▸ QUESTIONS ON THE MATERIAL
**A.** In the article on the Veterans Ombudsman, write out the stretch from "Speaking to representatives" through "government in place." again, changing "office" to "bureau".
**B.** In the article on the Veterans Ombudsman, recast the paragraph beginning "Veterans Affairs Canada serves" as a short bulleted list that keeps its main facts.
**C.** Pick up the article on veterans' benefits paperwork where it ends and write what follows.

▸ SOURCE EXTRACT
-- Opening Marker --
Speaking to representatives of veterans’ groups in November, Veterans Ombudsman Craig Dalton admitted his office has had a low profile since his appointment in November 2018. That was partly his getting to know the job, but also because there was an election; he had to hold off until there was a new government in place.

While he has a number of reports in draft stages, which will be released in the coming year, he spoke in general terms of the complexity of forms and paperwork veterans or their representatives have to sift through in order to get the veterans the benefits to which they are entitled.

Veterans Affairs Canada serves thousands of older veterans under the Pension Act, while those who applied for benefits after 2006 are served under the New Veterans Charter, which has evolved into the Veterans Well-being Act. Then in April 2019, Pension for Life was introduced. This has left different veterans under different regimes, each with different benefits.

Frustration with the process and the paperwork was certainly evident in Legion Magazine’s recent Veterans Benefits Survey.

“There are too many forms to fill,” wrote one survey respondent. “There is duplication of services between civilian doctors and VAC doctors, who always reduce the severity of the medical condition…. Every two years, civilian doctors must fill in paperwork repeating that a chronic medical condition has not miraculously disappeared.”
-- Closing Marker --
(Records taken from a dataset)
-- Opening Marker --
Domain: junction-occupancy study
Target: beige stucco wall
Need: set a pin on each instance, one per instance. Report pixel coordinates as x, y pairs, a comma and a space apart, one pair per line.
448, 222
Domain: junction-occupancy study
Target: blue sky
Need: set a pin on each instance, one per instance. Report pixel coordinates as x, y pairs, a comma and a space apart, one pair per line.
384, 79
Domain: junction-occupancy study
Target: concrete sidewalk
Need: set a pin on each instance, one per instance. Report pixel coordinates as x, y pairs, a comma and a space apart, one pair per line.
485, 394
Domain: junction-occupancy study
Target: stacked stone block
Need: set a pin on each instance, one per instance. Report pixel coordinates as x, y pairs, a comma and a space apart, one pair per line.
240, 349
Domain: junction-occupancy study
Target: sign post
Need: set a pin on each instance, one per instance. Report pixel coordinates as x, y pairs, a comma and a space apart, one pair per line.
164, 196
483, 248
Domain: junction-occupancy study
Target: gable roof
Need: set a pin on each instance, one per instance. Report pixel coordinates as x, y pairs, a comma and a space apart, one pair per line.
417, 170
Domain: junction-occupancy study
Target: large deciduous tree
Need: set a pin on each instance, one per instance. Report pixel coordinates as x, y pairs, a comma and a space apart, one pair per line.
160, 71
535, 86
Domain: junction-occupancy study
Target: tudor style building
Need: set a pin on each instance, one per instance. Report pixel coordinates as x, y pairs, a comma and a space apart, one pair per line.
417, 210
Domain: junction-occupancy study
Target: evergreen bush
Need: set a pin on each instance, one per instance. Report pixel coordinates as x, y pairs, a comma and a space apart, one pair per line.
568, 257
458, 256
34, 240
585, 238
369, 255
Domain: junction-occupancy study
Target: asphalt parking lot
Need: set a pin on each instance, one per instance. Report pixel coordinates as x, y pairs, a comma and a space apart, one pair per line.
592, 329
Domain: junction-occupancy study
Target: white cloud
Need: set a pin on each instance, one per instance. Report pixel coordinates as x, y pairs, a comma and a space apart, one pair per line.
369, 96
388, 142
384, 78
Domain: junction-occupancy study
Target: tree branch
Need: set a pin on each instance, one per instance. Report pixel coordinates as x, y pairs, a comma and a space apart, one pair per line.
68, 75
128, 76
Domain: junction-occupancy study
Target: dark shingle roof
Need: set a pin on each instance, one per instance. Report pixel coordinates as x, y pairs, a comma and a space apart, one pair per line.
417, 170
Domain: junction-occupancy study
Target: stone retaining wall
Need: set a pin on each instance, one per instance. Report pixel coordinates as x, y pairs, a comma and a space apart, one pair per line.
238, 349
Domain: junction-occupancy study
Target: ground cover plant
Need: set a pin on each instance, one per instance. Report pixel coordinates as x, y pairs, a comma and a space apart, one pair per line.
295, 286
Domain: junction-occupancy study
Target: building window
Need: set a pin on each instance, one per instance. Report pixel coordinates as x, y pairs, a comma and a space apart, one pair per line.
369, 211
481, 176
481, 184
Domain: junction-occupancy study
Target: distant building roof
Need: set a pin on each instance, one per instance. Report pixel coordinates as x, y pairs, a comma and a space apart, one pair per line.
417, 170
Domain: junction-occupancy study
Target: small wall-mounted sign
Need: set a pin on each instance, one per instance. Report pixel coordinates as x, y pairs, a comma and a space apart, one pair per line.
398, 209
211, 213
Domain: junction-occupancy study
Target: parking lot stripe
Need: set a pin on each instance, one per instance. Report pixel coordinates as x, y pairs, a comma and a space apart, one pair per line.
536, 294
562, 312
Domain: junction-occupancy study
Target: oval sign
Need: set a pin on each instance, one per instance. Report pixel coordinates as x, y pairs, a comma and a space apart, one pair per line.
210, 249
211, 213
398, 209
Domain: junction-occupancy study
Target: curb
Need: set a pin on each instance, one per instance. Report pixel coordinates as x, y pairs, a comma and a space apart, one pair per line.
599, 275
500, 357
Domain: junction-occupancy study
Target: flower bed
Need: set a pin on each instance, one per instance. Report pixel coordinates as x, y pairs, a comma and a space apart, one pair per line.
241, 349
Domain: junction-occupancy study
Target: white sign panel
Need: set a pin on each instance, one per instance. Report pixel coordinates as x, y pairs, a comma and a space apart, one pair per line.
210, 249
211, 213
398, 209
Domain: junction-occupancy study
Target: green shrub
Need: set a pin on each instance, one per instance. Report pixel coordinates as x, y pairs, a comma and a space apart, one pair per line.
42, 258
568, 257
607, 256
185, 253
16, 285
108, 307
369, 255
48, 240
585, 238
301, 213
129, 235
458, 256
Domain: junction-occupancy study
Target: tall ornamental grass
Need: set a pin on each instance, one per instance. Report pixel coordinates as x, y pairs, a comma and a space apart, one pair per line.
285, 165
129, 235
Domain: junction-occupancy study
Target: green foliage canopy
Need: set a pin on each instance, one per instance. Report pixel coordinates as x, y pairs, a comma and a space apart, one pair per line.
-- Closing Marker --
▸ ANSWERS PER TASK
**A.**
Speaking to representatives of veterans’ groups in November, Veterans Ombudsman Craig Dalton admitted his bureau has had a low profile since his appointment in November 2018. That was partly his getting to know the job, but also because there was an election; he had to hold off until there was a new government in place.

**B.**
- Veterans Affairs Canada serves thousands of older veterans under the Pension Act.
- Veterans who applied for benefits after 2006 are served under the New Veterans Charter, which has evolved into the Veterans Well-being Act.
- Pension for Life was introduced in April 2019.
- As a result, different veterans fall under different regimes, each with different benefits.

**C.**
The amount of paperwork required for veterans’ benefits leads to long delays. The turnaround time to process a claim only starts with the Service Standard Start Date (SSSD), which is the date that all required information has been received by the department. Depending on the claim type, this may include a completed application, validation of identity and documentation indicating the diagnosis of the condition. Once the SSSD is reached, it is not unusual for a claim to take months to be processed.

“The timeline for everything is excruciating long,” wrote one respondent. “A basic disability award can take two years to be accepted after denials and appeals. The medical system in the military is atrocious and documentation is not always the best. It is hell to prove some things occurred during service, especially if misdiagnosed.”

“It takes months to process claims,” wrote another. “The application requires a high degree of literacy in order to answer thoughtfully.”

And frustration is heightened when one veteran compares what he receives under one program to what another veteran receives in a different program.

There is no obvious solution to these problems, but it is time for the new government to look at them as a whole. This has been done before, with commissions headed by James Ralston in 1924 and by Mervyn Woods in 1968. It is time to do it again.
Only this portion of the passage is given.